• **Instrucción A**: Devuelve cada línea de las filas de más abajo que contenga la palabra "fingers", distinguiendo entre mayúsculas y minúsculas.

Necesitamos rescatar esos ánimos ciudadanos para detenernos un segundo en nuestra carrera y señalar, sobre todo a las jóvenes generaciones, que entre todos construimos el mundo que finalmente habrá de quedarles a ellos, pues nosotros ya estamos más cerca de la meta final. Hacerlo siempre con dulzura, no con aspavientos; propuestos a penetrar hasta donde se hallan sus emociones y que al menos, poco a poco, se vaya dando una sensibilización de unos para con otros.

Quiero suponer que la mujer de la tienda de conveniencia volverá a hacer lo mismo la próxima vez, y quizás hasta lo haga con encono, con dedicatoria a la mamá de quien osó cuestionarla. Pero si detrás de mí viene otro ciudadano, y otro más, a hacerle ver que aquella no es la mejor forma de convivir, llegará el día –esperemos-- cuando así lo entienda, o quizás no, y sea hasta el momento cuando en verdad necesite ese cajón para ella o para alguno de sus seres queridos, cuando comprenda la intención de todos aquellos ciudadanos que la molestaron cada vez que irrespetaba el reglamento.

• **Instrucción B**: Reproduce el fragmento de arriba comenzando en "Quiero suponer que" y terminando en "irrespetaba el reglamento.", sin alterar nada.

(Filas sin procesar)
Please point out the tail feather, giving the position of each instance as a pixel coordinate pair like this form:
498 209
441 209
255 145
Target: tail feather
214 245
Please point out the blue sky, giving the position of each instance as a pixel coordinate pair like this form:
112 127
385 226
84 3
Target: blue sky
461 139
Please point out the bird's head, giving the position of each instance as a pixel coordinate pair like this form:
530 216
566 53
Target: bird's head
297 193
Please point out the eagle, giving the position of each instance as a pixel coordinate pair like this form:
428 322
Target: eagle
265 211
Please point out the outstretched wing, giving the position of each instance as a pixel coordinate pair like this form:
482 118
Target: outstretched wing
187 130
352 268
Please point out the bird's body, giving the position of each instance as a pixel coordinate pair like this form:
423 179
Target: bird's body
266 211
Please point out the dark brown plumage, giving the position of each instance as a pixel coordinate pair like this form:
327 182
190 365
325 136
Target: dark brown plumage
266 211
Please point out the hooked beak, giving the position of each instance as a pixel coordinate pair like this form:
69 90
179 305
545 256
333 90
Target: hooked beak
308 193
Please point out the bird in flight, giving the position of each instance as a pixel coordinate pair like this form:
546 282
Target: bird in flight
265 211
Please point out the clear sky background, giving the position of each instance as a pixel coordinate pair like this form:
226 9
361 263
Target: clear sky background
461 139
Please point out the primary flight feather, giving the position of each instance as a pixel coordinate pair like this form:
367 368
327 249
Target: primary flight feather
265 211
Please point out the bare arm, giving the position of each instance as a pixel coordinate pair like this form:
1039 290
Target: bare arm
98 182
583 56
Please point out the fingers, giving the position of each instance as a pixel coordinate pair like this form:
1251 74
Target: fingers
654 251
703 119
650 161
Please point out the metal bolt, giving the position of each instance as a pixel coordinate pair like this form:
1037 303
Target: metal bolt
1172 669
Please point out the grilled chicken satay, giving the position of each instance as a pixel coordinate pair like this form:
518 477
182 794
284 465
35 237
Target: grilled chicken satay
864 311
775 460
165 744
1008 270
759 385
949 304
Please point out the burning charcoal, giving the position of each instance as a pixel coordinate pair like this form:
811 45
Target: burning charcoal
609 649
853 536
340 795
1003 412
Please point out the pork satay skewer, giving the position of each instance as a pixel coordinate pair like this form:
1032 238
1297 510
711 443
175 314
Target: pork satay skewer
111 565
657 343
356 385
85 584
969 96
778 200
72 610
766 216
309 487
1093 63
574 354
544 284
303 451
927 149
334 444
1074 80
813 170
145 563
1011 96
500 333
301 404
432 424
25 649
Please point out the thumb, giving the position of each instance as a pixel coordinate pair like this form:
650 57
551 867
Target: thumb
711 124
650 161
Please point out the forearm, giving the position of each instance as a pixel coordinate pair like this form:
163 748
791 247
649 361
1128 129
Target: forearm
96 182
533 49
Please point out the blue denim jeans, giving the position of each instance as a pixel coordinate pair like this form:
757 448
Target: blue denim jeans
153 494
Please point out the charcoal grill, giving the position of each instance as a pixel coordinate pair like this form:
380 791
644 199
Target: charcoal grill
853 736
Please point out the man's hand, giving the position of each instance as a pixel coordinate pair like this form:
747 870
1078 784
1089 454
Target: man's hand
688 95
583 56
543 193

• **Resultado A**:
Please point out the fingers, giving the position of each instance as a pixel coordinate pair like this form:
Target: fingers

• **Resultado B**:
Quiero suponer que la mujer de la tienda de conveniencia volverá a hacer lo mismo la próxima vez, y quizás hasta lo haga con encono, con dedicatoria a la mamá de quien osó cuestionarla. Pero si detrás de mí viene otro ciudadano, y otro más, a hacerle ver que aquella no es la mejor forma de convivir, llegará el día –esperemos-- cuando así lo entienda, o quizás no, y sea hasta el momento cuando en verdad necesite ese cajón para ella o para alguno de sus seres queridos, cuando comprenda la intención de todos aquellos ciudadanos que la molestaron cada vez que irrespetaba el reglamento.